Object outline annotations:
##############################

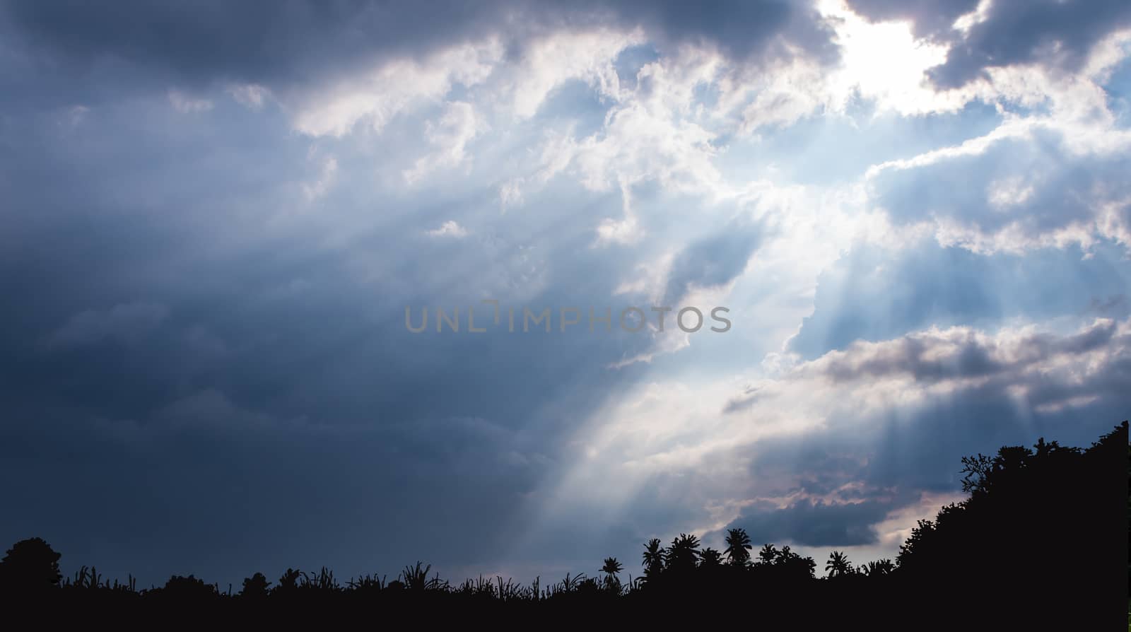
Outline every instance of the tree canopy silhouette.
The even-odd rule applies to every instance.
[[[371,612],[374,605],[430,616],[441,611],[544,616],[579,607],[620,608],[637,622],[659,621],[680,604],[718,599],[727,608],[759,604],[759,621],[771,629],[823,630],[832,622],[855,621],[870,629],[904,630],[925,625],[924,613],[930,613],[934,624],[948,629],[1090,630],[1110,623],[1108,613],[1122,621],[1124,594],[1131,596],[1129,458],[1126,422],[1087,449],[1042,438],[1031,449],[1003,447],[993,456],[966,457],[960,474],[968,497],[921,520],[893,561],[857,566],[845,552],[832,551],[823,578],[817,577],[812,557],[788,544],[766,543],[751,556],[750,535],[735,527],[727,529],[722,552],[702,546],[693,534],[680,534],[666,547],[649,539],[640,557],[642,577],[630,575],[627,582],[615,557],[606,557],[595,578],[567,574],[530,585],[501,577],[451,585],[416,562],[392,579],[373,574],[345,583],[326,568],[287,569],[274,585],[256,572],[233,596],[232,587],[221,590],[191,574],[138,590],[132,577],[111,583],[83,566],[60,581],[60,554],[31,538],[17,542],[0,560],[0,596],[20,596],[6,600],[21,604],[45,598],[200,613],[248,607],[280,616],[329,606]]]

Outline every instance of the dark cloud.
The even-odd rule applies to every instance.
[[[0,288],[20,298],[0,314],[0,542],[42,535],[68,568],[143,585],[493,568],[563,438],[637,374],[603,367],[649,340],[414,335],[404,308],[604,306],[631,253],[589,245],[619,200],[553,231],[576,191],[523,219],[480,184],[307,209],[309,145],[241,111],[126,102],[5,137]],[[474,235],[424,235],[452,208]]]
[[[404,2],[126,1],[7,2],[11,35],[57,62],[94,68],[105,59],[159,69],[184,83],[267,85],[321,80],[383,55],[416,55],[487,35],[503,36],[511,54],[526,37],[560,26],[645,26],[658,43],[693,41],[736,57],[784,53],[783,43],[828,58],[829,33],[803,2],[533,0],[442,1],[428,10]],[[2,25],[3,23],[0,23]]]
[[[1097,42],[1131,25],[1131,5],[1122,0],[994,0],[985,20],[965,35],[951,25],[977,7],[975,0],[852,0],[849,6],[873,20],[910,19],[916,35],[949,44],[946,63],[929,71],[943,88],[992,67],[1038,62],[1077,70]]]
[[[826,503],[802,500],[785,509],[757,502],[744,509],[728,528],[741,527],[760,543],[791,542],[802,546],[856,546],[874,544],[874,525],[883,521],[893,503],[866,500]]]
[[[873,21],[910,20],[918,37],[946,36],[977,6],[978,0],[848,0],[854,12]]]
[[[1020,315],[1082,315],[1131,282],[1121,249],[1083,254],[1068,248],[981,256],[933,241],[898,253],[856,248],[821,274],[813,313],[789,345],[815,358],[855,340],[887,340],[932,324],[993,329]],[[1128,313],[1114,303],[1103,315]]]
[[[692,287],[717,287],[742,274],[765,239],[765,226],[745,216],[701,237],[675,256],[667,274],[664,304],[674,306]]]

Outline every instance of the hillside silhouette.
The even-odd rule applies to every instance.
[[[178,613],[180,623],[211,624],[408,616],[423,624],[687,621],[768,630],[1122,627],[1131,603],[1129,456],[1123,422],[1086,449],[1041,439],[966,457],[968,497],[921,520],[895,559],[865,563],[840,551],[814,560],[788,545],[758,545],[757,534],[734,528],[723,551],[680,534],[644,543],[637,560],[607,557],[592,574],[529,585],[482,577],[452,583],[417,562],[392,579],[287,569],[223,589],[193,575],[139,589],[132,578],[85,566],[63,575],[60,554],[31,538],[0,560],[0,599],[6,617],[34,608],[41,620],[83,613],[149,623]]]

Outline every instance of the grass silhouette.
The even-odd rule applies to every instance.
[[[287,569],[275,581],[257,572],[238,590],[193,575],[138,589],[132,577],[111,581],[86,566],[63,577],[60,554],[31,538],[0,560],[0,598],[9,615],[55,606],[37,612],[150,622],[169,621],[161,617],[172,612],[187,620],[260,623],[333,613],[465,624],[708,624],[739,617],[768,629],[1099,630],[1113,622],[1122,626],[1123,606],[1131,603],[1124,601],[1131,578],[1129,454],[1123,422],[1087,449],[1041,439],[1031,449],[1004,447],[994,456],[964,458],[966,500],[921,520],[895,560],[856,565],[834,551],[822,578],[815,560],[788,545],[765,544],[752,554],[751,536],[741,528],[727,531],[723,552],[689,534],[667,546],[651,539],[637,577],[607,557],[593,577],[567,574],[546,583],[480,577],[456,585],[416,562],[394,579],[344,582],[326,568]],[[593,618],[596,613],[604,618]]]

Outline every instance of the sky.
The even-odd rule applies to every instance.
[[[0,2],[0,543],[893,557],[1128,417],[1129,166],[1119,0]]]

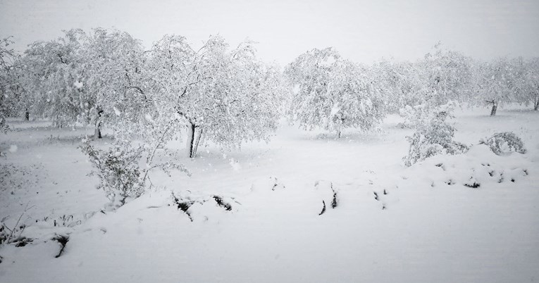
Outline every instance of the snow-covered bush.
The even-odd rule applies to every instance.
[[[454,127],[447,122],[452,110],[450,103],[435,108],[416,125],[411,137],[407,137],[410,143],[408,155],[403,158],[407,166],[438,154],[459,154],[466,152],[468,146],[453,141]]]
[[[80,149],[97,169],[90,175],[99,177],[97,189],[105,191],[111,201],[110,208],[115,209],[140,196],[151,187],[149,173],[153,169],[161,169],[169,175],[173,170],[189,174],[182,165],[173,161],[155,164],[154,159],[161,146],[161,144],[135,144],[120,139],[104,150],[85,139]],[[141,166],[141,161],[145,161],[144,166]]]
[[[99,178],[97,189],[106,192],[113,206],[121,206],[128,198],[137,198],[144,192],[140,180],[139,161],[141,148],[132,148],[128,144],[116,144],[106,150],[98,149],[89,140],[80,146],[97,169],[90,175]]]
[[[479,144],[486,144],[499,156],[511,151],[523,154],[526,151],[522,140],[511,132],[497,132],[490,137],[481,139]]]

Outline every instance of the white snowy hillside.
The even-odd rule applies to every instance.
[[[107,162],[126,172],[132,165],[119,163],[135,151],[115,149],[111,129],[84,143],[94,127],[8,119],[0,282],[538,281],[539,113],[490,111],[456,108],[442,130],[459,144],[428,140],[440,127],[422,124],[418,144],[426,147],[409,167],[406,137],[416,132],[396,115],[340,138],[283,120],[268,143],[222,150],[201,142],[194,158],[168,155],[190,146],[172,138],[156,146],[156,158],[189,174],[141,171],[151,186],[137,198],[107,194],[96,189],[99,174],[89,175],[91,149],[111,152]],[[446,125],[440,117],[435,125]],[[514,134],[526,151],[511,141],[492,146],[499,140],[488,138],[499,132]],[[461,144],[463,153],[450,154]],[[147,161],[141,170],[156,164]]]

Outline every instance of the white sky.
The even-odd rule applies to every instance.
[[[539,56],[539,0],[0,0],[0,37],[23,51],[61,30],[116,27],[147,47],[165,34],[195,45],[221,34],[258,42],[281,64],[313,48],[345,58],[415,60],[441,41],[475,58]]]

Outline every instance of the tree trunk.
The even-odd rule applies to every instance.
[[[101,115],[103,113],[102,110],[97,111],[97,121],[95,124],[95,130],[94,131],[94,139],[101,139]]]
[[[202,129],[200,129],[199,132],[199,137],[197,138],[197,142],[194,143],[194,153],[197,153],[197,151],[199,149],[199,143],[200,142],[200,138],[202,137]]]
[[[97,123],[94,131],[94,139],[101,139],[101,123]]]
[[[194,132],[197,130],[197,126],[194,124],[190,124],[187,125],[187,155],[190,158],[194,157],[196,149],[194,146]]]
[[[491,116],[495,116],[496,115],[496,110],[497,110],[497,108],[498,108],[498,103],[497,102],[495,102],[494,101],[492,101],[490,103],[492,103],[492,108],[490,109],[490,115]]]

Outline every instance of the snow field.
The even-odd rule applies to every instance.
[[[200,149],[200,156],[181,161],[192,177],[155,174],[158,188],[106,214],[99,212],[106,202],[104,193],[92,189],[95,180],[86,177],[91,165],[71,143],[70,137],[83,135],[84,129],[27,127],[11,132],[0,137],[2,149],[14,144],[18,149],[2,165],[25,166],[32,174],[18,175],[23,185],[15,194],[0,190],[0,215],[16,220],[30,203],[25,235],[36,239],[0,249],[0,278],[536,280],[538,113],[500,110],[490,118],[479,111],[487,113],[457,113],[456,140],[477,144],[495,132],[512,130],[528,152],[496,156],[476,145],[466,154],[435,156],[405,168],[404,137],[411,131],[398,129],[395,117],[387,118],[379,132],[345,132],[340,139],[283,126],[268,144],[248,144],[225,155],[212,146]],[[54,142],[47,142],[50,131],[58,137]],[[99,142],[106,146],[106,139]],[[193,201],[187,210],[190,218],[173,194]],[[81,224],[58,227],[50,220],[34,221],[66,214]],[[55,258],[61,245],[51,239],[57,234],[68,234],[69,241]]]

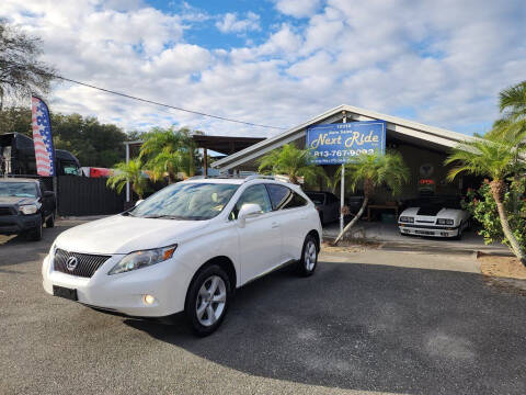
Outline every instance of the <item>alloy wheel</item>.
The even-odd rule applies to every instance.
[[[211,275],[203,282],[197,294],[195,313],[205,327],[213,326],[225,312],[227,286],[219,275]]]
[[[311,271],[312,269],[315,269],[317,253],[318,252],[316,250],[315,241],[309,240],[307,242],[307,246],[305,246],[305,256],[304,256],[305,269],[307,269],[307,271]]]

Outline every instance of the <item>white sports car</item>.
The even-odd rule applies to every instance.
[[[469,227],[469,214],[460,206],[460,198],[432,196],[411,202],[398,218],[404,236],[453,237],[460,239]]]

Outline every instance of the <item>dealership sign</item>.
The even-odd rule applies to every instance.
[[[386,122],[322,124],[307,129],[307,148],[318,165],[340,165],[362,154],[386,151]]]

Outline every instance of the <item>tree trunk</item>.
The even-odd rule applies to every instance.
[[[510,222],[507,221],[506,210],[504,208],[504,203],[502,201],[502,196],[504,194],[503,185],[504,185],[504,181],[500,181],[500,180],[493,180],[490,184],[493,199],[495,200],[495,203],[496,203],[499,218],[501,219],[502,232],[504,233],[504,236],[506,237],[507,241],[510,241],[511,249],[515,255],[515,257],[517,257],[518,260],[524,266],[526,266],[526,256],[524,255],[521,248],[521,245],[518,244],[517,239],[515,238],[515,235],[510,228]]]
[[[343,228],[343,230],[340,233],[340,235],[338,235],[336,239],[334,240],[334,245],[338,245],[338,242],[340,241],[340,239],[343,237],[343,235],[345,235],[347,233],[348,229],[351,229],[354,224],[356,224],[358,222],[358,219],[362,217],[362,215],[364,214],[364,211],[365,211],[365,207],[367,207],[367,203],[369,202],[369,198],[368,196],[365,196],[364,199],[364,203],[362,203],[362,207],[359,207],[359,211],[358,213],[356,214],[356,216]]]

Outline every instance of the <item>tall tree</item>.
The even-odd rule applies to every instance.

##############################

What is asked ▸
Pick out each line above that contains the string "item", and copy those lines. Case counts.

Task solution ▸
Outline every instance of the <item>alloy wheel</item>.
Outline every instance of the <item>white sports car</item>.
Outline every instance of the <item>dealership sign</item>.
Outline every instance of the <item>tree trunk</item>.
Outline every instance of the <item>tall tree</item>.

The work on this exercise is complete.